# Supplied records:

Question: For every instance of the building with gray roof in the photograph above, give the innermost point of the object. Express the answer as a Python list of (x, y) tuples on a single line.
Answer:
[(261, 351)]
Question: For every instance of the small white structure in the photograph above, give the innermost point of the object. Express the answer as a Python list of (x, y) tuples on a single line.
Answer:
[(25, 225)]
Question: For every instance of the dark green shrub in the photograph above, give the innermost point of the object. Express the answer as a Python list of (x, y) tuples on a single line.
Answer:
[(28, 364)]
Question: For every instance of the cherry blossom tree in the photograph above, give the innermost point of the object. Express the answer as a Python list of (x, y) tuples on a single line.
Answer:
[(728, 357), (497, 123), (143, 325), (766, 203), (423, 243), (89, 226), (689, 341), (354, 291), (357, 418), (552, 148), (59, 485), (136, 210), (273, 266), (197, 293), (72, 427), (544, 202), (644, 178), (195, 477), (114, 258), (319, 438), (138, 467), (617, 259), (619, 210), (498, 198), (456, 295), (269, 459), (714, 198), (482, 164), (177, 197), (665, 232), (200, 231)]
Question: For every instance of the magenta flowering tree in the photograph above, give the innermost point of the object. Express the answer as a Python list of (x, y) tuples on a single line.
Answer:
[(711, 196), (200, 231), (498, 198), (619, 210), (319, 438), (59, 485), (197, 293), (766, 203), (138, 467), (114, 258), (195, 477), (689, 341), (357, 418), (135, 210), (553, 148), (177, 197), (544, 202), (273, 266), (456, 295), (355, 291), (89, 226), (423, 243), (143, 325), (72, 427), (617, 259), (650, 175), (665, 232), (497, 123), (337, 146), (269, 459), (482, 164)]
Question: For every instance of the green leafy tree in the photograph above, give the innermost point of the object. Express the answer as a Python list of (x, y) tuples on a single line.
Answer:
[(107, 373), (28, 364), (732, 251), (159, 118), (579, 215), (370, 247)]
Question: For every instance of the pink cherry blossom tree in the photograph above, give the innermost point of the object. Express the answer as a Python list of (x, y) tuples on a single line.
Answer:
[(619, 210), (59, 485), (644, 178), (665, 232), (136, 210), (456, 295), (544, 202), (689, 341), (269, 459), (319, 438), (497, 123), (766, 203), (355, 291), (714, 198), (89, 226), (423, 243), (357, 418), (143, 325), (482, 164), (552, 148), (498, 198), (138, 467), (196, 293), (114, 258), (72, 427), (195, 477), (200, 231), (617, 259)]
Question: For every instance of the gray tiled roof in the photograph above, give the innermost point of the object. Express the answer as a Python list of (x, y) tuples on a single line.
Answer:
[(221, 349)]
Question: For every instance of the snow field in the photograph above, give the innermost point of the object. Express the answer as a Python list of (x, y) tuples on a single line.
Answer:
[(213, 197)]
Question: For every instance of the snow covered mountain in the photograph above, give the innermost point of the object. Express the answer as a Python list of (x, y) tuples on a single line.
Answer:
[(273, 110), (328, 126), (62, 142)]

# Problem details:
An identical copy of the entries above is the expected result.

# Your response:
Question: For every instance of the building with gray roof in the photograph above, give the innermost point of the object. Express the answer as a Python list of (x, y) tuples on a single line.
Answer:
[(261, 351)]
Question: For every instance of the small white structure in the photograph above, give the innermost point of the object. Express the answer as a Python list of (x, y) tuples on a single line.
Answer:
[(25, 225)]
Question: For every instance of the dark green shrub in the photograph above, give the innermost point of the object. Express the answer as a Python list of (x, y) tuples on a single line.
Answer:
[(28, 364)]
Question: For every instance of the cherry blossom tree in the photograph above, give the innermost point of the object. Express the answer as a Python list of (x, y) tuples on a single line.
Answer:
[(728, 357), (497, 123), (143, 325), (766, 203), (423, 243), (89, 226), (689, 341), (354, 291), (357, 418), (552, 148), (59, 485), (136, 210), (273, 266), (197, 293), (72, 427), (544, 202), (644, 178), (195, 477), (114, 258), (319, 438), (138, 467), (617, 259), (619, 210), (498, 198), (456, 295), (269, 459), (714, 198), (482, 164), (177, 197), (665, 232), (200, 231)]
Question: For every instance of the magenta flowering tree in the photograph above, give the innermost point of the object. Express the answer as a Python list of (x, y) tuples on a single line.
Answer:
[(711, 196), (200, 231), (498, 198), (619, 210), (319, 438), (59, 485), (197, 293), (766, 203), (138, 467), (114, 258), (195, 477), (689, 341), (357, 418), (135, 210), (553, 148), (177, 197), (544, 202), (273, 266), (456, 295), (355, 291), (89, 226), (423, 243), (143, 325), (72, 427), (617, 259), (650, 175), (665, 232), (497, 123), (337, 146), (269, 459), (482, 164)]
Question: For every instance of the green leafy tree in the photograph above, give the innermost point of the object. Express the answer as a Python list of (x, y) tuples on a single line.
Answer:
[(107, 373), (28, 364), (732, 251), (159, 118), (579, 215), (370, 247)]
Question: For every instance of the pink cherry blossom tree in the photograph above, give the innermost point of the object. Express the answer as a Python list of (x, y) tuples on a single line.
Answer:
[(619, 210), (59, 485), (644, 178), (665, 232), (136, 210), (456, 295), (544, 202), (689, 341), (269, 459), (319, 438), (497, 123), (766, 203), (355, 291), (714, 198), (89, 226), (423, 243), (357, 418), (143, 325), (482, 164), (552, 148), (498, 198), (138, 467), (196, 293), (114, 258), (72, 427), (195, 477), (200, 231), (617, 259)]
Question: For every instance of the gray tiled roof in the photograph above, give the innermost point of the object. Express the answer as a Python list of (x, y) tuples on a single line.
Answer:
[(221, 349)]
Question: For every instance of the snow field in the photograph above, give the innermost point of the object. Express the answer as a Python list of (x, y) tuples on a single line.
Answer:
[(213, 197)]
Question: For every instance of the snow covered mountain in the photograph above, give the innermost point of the object. Express the answer as a Python list of (x, y) tuples on a single line.
Answer:
[(273, 110), (328, 126), (62, 142)]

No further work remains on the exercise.